■ Task description
Copy out the records from the line with "An <instance> block" through the line with "positive clicks: (937, 499)", keeping both of those lines.

■ Supplied entries

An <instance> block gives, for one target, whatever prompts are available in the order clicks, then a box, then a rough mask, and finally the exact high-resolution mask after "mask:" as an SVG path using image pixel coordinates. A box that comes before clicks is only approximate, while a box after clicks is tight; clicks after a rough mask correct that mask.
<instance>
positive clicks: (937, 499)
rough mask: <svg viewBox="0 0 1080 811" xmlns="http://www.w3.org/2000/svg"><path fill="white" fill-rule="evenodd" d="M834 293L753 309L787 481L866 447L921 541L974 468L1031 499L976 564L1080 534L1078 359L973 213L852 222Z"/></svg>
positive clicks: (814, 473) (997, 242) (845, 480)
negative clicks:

--

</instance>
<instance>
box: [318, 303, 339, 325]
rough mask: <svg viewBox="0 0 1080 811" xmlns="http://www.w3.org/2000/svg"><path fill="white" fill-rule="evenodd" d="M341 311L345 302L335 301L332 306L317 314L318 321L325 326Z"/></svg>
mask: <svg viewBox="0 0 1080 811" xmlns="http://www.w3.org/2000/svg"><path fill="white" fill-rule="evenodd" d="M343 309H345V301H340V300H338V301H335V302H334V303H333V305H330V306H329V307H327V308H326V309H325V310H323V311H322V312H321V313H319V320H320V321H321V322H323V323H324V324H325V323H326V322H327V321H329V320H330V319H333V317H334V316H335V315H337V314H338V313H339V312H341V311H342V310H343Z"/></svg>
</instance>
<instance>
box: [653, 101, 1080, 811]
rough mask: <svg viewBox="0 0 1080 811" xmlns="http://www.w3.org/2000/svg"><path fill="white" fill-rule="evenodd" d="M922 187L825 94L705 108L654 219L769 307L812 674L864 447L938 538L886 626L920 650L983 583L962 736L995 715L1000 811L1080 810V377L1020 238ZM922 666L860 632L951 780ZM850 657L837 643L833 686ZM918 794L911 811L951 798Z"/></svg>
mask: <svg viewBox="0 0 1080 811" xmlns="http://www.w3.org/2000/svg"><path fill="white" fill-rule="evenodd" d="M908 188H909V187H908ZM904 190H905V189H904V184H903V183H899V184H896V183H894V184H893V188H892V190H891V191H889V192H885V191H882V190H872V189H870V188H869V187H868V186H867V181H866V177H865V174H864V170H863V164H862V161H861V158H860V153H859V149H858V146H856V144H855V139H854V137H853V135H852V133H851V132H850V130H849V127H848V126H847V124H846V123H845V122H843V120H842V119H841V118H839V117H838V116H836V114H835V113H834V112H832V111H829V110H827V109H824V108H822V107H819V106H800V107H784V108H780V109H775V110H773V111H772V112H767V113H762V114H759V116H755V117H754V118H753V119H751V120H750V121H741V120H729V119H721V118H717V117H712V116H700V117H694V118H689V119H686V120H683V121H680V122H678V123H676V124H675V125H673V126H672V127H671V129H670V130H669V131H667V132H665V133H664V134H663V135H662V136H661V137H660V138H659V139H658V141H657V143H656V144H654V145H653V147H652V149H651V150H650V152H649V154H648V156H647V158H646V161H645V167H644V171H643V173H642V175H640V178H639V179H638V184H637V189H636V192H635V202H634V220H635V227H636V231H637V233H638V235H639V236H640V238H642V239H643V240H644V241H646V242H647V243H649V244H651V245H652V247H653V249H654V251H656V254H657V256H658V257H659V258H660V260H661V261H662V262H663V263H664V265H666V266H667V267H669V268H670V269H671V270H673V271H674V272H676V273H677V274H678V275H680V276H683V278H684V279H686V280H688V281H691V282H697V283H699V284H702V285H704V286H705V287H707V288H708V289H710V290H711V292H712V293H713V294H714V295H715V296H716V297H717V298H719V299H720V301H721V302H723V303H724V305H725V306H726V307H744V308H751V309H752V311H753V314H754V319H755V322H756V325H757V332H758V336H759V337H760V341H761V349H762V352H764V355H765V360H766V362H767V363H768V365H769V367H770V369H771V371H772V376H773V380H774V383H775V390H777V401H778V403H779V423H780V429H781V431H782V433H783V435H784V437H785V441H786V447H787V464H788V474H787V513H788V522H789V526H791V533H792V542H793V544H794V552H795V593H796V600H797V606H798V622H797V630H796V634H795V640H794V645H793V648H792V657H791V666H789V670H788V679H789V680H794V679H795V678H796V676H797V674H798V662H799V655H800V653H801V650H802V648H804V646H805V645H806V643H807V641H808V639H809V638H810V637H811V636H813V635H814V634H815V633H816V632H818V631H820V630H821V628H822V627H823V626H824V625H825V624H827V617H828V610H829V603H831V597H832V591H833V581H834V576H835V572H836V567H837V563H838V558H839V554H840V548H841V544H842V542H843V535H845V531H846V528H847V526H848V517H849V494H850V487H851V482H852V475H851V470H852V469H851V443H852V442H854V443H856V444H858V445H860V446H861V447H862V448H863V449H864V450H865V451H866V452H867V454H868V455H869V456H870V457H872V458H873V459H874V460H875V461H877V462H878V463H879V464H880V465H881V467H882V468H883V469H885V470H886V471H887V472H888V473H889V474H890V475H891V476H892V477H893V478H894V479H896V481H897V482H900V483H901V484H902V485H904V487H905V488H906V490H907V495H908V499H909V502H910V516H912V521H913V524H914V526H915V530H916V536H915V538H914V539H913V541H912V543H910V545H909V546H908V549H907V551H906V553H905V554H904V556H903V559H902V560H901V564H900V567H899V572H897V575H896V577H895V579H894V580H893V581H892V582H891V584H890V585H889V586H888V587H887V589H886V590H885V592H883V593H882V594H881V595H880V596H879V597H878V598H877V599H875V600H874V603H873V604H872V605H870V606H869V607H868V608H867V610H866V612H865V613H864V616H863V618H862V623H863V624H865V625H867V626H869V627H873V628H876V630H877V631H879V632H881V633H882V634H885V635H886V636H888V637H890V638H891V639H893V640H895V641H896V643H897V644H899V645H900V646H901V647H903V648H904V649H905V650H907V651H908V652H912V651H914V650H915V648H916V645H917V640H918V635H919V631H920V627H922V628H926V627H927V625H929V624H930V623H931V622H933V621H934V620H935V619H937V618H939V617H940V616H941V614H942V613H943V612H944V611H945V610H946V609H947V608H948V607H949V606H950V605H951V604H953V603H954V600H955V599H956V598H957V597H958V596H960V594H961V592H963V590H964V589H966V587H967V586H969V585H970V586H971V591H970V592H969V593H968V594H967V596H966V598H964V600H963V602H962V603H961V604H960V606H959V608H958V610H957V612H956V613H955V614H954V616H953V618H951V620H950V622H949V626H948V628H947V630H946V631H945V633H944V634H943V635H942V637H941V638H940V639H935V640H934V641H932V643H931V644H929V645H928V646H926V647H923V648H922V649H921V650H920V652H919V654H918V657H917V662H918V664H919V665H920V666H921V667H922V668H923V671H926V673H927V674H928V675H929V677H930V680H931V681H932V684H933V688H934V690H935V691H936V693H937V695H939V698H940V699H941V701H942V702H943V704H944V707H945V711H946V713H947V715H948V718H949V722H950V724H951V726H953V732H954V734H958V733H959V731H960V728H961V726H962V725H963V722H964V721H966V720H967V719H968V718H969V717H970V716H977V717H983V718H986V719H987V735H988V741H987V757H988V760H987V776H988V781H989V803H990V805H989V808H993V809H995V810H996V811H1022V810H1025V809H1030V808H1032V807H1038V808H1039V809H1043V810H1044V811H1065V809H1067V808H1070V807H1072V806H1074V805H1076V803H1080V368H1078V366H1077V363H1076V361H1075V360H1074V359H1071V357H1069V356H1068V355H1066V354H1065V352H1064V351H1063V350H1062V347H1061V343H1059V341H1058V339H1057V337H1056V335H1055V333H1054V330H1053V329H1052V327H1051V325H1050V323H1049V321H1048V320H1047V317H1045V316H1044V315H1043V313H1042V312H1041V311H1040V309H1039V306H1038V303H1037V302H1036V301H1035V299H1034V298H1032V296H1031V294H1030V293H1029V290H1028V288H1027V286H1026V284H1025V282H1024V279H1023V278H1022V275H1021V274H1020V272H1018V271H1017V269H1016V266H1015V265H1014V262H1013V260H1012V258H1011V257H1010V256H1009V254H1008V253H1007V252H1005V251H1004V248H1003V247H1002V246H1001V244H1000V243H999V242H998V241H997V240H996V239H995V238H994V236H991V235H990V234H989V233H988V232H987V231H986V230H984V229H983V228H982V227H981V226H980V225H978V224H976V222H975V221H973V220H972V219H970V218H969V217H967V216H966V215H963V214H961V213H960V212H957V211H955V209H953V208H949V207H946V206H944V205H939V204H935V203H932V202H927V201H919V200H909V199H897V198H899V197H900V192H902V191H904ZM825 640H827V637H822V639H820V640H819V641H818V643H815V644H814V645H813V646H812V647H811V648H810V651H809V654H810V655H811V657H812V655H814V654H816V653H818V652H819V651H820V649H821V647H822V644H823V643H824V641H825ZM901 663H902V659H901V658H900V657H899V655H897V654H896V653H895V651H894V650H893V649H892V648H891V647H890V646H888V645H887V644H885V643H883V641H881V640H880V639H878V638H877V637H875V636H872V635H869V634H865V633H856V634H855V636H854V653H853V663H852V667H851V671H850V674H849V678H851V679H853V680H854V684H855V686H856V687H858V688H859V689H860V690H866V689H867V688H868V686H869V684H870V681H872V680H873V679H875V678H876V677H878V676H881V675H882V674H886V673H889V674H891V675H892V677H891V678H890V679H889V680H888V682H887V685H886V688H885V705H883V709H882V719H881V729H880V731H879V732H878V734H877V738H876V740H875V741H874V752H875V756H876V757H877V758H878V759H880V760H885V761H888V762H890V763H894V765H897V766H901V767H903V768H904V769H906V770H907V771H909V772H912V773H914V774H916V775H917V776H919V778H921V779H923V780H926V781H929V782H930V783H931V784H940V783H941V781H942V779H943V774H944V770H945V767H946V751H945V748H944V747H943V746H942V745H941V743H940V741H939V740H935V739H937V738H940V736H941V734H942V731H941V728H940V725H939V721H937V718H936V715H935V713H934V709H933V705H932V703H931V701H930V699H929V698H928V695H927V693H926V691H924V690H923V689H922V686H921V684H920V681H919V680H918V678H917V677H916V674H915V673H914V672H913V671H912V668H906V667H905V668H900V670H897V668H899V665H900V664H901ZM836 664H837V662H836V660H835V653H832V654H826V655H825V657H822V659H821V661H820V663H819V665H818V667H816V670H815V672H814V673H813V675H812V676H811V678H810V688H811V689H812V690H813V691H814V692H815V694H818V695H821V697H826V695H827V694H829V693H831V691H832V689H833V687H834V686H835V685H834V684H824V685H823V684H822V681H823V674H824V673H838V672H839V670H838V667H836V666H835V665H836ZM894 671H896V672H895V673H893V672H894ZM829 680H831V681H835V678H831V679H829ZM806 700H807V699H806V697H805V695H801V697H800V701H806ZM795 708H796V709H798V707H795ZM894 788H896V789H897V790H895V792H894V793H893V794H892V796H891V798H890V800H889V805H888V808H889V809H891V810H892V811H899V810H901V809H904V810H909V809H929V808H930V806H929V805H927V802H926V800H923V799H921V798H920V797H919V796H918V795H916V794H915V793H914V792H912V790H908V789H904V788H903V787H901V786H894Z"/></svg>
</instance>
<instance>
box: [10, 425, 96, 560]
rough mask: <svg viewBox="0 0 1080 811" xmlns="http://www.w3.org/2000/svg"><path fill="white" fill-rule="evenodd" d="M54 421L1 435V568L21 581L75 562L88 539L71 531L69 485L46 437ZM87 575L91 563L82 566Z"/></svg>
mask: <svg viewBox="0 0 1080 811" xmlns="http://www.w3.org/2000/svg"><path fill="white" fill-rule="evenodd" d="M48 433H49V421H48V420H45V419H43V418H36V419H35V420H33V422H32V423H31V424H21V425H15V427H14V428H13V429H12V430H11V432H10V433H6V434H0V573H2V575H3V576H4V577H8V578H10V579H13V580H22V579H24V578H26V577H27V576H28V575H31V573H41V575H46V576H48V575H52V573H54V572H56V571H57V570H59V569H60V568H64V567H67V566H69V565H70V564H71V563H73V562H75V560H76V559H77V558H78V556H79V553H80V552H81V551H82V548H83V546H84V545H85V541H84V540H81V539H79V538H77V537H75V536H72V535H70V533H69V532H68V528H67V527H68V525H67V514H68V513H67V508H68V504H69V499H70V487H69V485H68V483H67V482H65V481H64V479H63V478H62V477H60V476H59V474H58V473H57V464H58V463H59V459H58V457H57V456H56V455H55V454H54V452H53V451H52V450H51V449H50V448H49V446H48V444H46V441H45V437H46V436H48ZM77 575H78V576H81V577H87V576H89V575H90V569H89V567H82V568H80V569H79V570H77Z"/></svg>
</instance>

■ Completed task
An <instance> block gives, for one target, whatever prompts are available in the order clicks, then a box, then a rough mask, and finally the exact high-resolution mask after "mask:" as an SVG path using image pixel coordinates. A box that comes before clicks is only approximate, while a box after clicks is tight; clicks after a rough mask correct that mask.
<instance>
positive clicks: (937, 499)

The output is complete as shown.